_EXCERPTED TEXT_

----

CAM (2018) is a smart, Black Mirror-esque techno-thriller that feels eerily prescient in 2025.
While not earth-shattering, it’s suspenseful and fun, offering a unique perspective on the modern fears of cybercrime and identity theft.
Because in a post-pandemic, chronically online, generative AI-laden world, getting scammed out of money isn’t the worst thing that can happen to you on the internet.
When your online identity is your whole identity, losing control of it can mean losing yourself entirely.
What’s the deal?
Alice (Madeline Brewer, aka that girl from Orange is the New Black and The Handmaid’s Tale), is an ambitious cam girl streaming under the stage name Lola. She’s good at what she does and dreams of being number one on her platform.
One day, she’s locked out of her account. But her stream is still live - and a perfect doppelganger is streaming in her place.

----

Records contained in a dataset:
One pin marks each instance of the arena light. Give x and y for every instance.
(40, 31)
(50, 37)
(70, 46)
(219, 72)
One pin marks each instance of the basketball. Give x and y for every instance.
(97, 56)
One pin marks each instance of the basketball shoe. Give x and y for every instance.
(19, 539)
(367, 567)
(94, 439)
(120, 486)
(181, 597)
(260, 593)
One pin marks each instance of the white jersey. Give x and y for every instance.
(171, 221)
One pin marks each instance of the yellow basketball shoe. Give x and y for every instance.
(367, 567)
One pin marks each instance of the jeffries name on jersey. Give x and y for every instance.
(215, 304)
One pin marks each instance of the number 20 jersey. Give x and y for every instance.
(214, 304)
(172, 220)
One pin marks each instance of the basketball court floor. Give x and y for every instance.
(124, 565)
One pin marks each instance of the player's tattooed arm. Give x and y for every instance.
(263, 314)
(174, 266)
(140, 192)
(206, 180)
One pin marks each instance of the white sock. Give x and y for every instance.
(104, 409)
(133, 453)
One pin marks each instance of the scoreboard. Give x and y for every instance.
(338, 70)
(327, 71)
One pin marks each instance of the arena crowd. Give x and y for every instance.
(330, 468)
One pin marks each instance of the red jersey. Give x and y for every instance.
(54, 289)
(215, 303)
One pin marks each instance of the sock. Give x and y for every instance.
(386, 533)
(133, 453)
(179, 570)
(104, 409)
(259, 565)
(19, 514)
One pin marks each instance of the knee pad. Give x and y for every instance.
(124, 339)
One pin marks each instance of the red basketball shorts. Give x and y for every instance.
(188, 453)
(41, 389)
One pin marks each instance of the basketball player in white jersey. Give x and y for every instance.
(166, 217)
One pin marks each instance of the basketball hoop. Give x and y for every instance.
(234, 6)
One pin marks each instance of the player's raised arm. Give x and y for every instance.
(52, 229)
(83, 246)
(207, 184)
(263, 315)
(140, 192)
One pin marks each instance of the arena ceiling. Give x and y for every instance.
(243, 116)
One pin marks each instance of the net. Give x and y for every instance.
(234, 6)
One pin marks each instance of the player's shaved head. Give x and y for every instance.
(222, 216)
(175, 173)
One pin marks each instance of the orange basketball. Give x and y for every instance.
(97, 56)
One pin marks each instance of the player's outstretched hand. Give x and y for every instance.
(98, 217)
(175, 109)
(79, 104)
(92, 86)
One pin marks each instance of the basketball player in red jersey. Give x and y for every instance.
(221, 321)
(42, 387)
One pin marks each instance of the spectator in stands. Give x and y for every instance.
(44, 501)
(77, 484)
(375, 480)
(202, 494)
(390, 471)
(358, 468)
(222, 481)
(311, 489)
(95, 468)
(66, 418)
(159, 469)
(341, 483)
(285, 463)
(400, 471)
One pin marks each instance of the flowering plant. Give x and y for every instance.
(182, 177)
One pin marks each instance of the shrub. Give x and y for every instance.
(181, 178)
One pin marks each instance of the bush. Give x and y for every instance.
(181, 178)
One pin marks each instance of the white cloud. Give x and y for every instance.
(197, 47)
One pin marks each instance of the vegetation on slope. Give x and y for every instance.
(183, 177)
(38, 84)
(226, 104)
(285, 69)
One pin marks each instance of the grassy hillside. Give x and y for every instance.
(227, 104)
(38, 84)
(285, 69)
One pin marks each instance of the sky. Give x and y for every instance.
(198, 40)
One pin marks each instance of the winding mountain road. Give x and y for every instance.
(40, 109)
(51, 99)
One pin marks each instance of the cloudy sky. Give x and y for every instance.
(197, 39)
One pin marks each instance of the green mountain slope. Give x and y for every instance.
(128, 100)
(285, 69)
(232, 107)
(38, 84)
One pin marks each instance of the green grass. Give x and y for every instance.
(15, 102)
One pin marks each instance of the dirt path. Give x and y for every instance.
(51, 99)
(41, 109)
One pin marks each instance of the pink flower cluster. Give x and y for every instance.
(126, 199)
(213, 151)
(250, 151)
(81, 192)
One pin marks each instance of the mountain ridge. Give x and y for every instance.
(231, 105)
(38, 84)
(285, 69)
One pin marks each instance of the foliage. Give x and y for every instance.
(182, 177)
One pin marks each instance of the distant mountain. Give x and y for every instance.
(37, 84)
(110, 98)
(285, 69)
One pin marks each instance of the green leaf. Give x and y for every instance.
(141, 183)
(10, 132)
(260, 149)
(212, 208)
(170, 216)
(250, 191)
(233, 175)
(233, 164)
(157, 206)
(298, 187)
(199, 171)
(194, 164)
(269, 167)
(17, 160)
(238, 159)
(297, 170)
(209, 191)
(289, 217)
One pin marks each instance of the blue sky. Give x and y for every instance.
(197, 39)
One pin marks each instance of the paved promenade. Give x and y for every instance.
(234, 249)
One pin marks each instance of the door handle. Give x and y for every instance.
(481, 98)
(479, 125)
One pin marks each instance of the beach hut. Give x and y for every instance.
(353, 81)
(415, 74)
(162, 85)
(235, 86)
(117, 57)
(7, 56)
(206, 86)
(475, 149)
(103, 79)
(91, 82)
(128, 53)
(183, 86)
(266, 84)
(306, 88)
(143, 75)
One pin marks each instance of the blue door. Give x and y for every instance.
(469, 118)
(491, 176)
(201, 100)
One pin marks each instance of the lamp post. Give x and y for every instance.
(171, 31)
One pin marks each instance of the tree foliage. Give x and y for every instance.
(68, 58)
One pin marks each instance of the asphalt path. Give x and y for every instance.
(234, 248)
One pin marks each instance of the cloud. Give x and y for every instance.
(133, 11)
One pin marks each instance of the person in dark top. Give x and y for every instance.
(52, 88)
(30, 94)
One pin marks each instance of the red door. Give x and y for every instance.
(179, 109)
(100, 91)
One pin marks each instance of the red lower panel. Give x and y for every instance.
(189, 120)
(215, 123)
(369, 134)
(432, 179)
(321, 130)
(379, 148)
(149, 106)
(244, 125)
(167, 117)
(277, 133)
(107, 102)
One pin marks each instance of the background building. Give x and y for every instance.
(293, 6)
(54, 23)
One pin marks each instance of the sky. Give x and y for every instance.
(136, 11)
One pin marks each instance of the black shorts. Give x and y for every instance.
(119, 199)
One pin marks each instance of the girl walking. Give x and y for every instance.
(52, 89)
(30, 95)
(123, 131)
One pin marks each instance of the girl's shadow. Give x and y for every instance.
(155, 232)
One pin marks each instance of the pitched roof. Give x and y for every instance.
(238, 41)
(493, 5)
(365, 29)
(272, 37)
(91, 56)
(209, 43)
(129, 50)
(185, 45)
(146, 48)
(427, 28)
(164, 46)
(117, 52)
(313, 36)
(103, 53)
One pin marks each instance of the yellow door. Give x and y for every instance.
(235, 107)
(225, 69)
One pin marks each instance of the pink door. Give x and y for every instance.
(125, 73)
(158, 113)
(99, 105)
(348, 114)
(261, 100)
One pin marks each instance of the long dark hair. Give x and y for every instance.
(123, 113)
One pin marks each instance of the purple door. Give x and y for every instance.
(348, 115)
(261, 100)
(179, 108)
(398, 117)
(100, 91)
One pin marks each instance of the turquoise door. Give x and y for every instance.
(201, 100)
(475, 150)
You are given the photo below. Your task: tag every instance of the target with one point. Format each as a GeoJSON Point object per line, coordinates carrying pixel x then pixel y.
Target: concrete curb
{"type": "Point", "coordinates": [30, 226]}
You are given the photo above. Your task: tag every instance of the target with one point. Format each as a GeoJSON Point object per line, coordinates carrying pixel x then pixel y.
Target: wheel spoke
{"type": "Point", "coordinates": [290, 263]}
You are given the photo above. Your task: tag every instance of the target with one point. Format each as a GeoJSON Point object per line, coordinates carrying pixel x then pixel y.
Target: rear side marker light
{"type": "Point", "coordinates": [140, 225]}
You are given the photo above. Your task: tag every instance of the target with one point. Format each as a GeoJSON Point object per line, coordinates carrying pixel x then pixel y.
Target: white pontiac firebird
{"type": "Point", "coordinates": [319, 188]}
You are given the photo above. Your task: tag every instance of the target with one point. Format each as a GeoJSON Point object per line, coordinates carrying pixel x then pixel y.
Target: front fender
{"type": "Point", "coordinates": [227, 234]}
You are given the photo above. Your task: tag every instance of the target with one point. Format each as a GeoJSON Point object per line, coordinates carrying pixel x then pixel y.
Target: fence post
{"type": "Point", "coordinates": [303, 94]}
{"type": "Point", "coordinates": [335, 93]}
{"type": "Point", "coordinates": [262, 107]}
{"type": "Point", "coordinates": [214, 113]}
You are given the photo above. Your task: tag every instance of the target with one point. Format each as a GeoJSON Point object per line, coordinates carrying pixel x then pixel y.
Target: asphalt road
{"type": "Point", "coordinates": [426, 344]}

----

_TASKS AND EXERCISES_
- A) Write out the passage of the review of CAM between "CAM (2018) is" and "What’s the deal?", inclusive.
- B) Answer these questions using the review of CAM:
(i) In what year was CAM released?
(ii) Under what stage name does Alice stream?
(iii) What does Alice dream of achieving on her platform?
- C) Carry on the review of CAM from its final sentence.

_ANSWERS TO THE TASKS_
- A)
CAM (2018) is a smart, Black Mirror-esque techno-thriller that feels eerily prescient in 2025.
While not earth-shattering, it’s suspenseful and fun, offering a unique perspective on the modern fears of cybercrime and identity theft.
Because in a post-pandemic, chronically online, generative AI-laden world, getting scammed out of money isn’t the worst thing that can happen to you on the internet.
When your online identity is your whole identity, losing control of it can mean losing yourself entirely.
What’s the deal?

- B)
(i) 2018
(ii) Lola
(iii) Being number one on her platform

- C)
Alice calls customer service, the police, anyone who might help her regain access to her account, her money, her identity. As she digs deeper, she discovers other streamers have faced the same fate. Some of these doppelgangers have even kept streaming after the original streamers have died.
Alice creates a new account and messages her old one. Fake-Lola agrees to a face-off. They go live and let the audience decide who the “real” Lola is. Real Lola wins and deletes her account just as it reaches number one.
I can’t stop thinking about...
The central antagonist of CAM - the doppelganger - is never fully explained, leaving it up to us to draw our own conclusions:
Is it something paranormal? A glitch in the matrix?
Is it an AI deepfake created by a hacker for profit? (If so, why would fake-Lola agree to a face-off?)
Or is this doppelganger an autonomous actor, a rogue cyber-virus spreading on its own?
It’s not hard to imagine a (near) future where cam sites are run by AI performers: digital twins, deepfakes, and other forms of synthetic pornography running “live” shows.
In a telling scene, it becomes clear that Alice’s most loyal viewer prefers fake-Lola over real-Alice. Why confront the messy human behind the camera when AI girls are so much less complicated?
They don’t need to sleep, eat, or ever turn their cameras off - so why settle for the real thing?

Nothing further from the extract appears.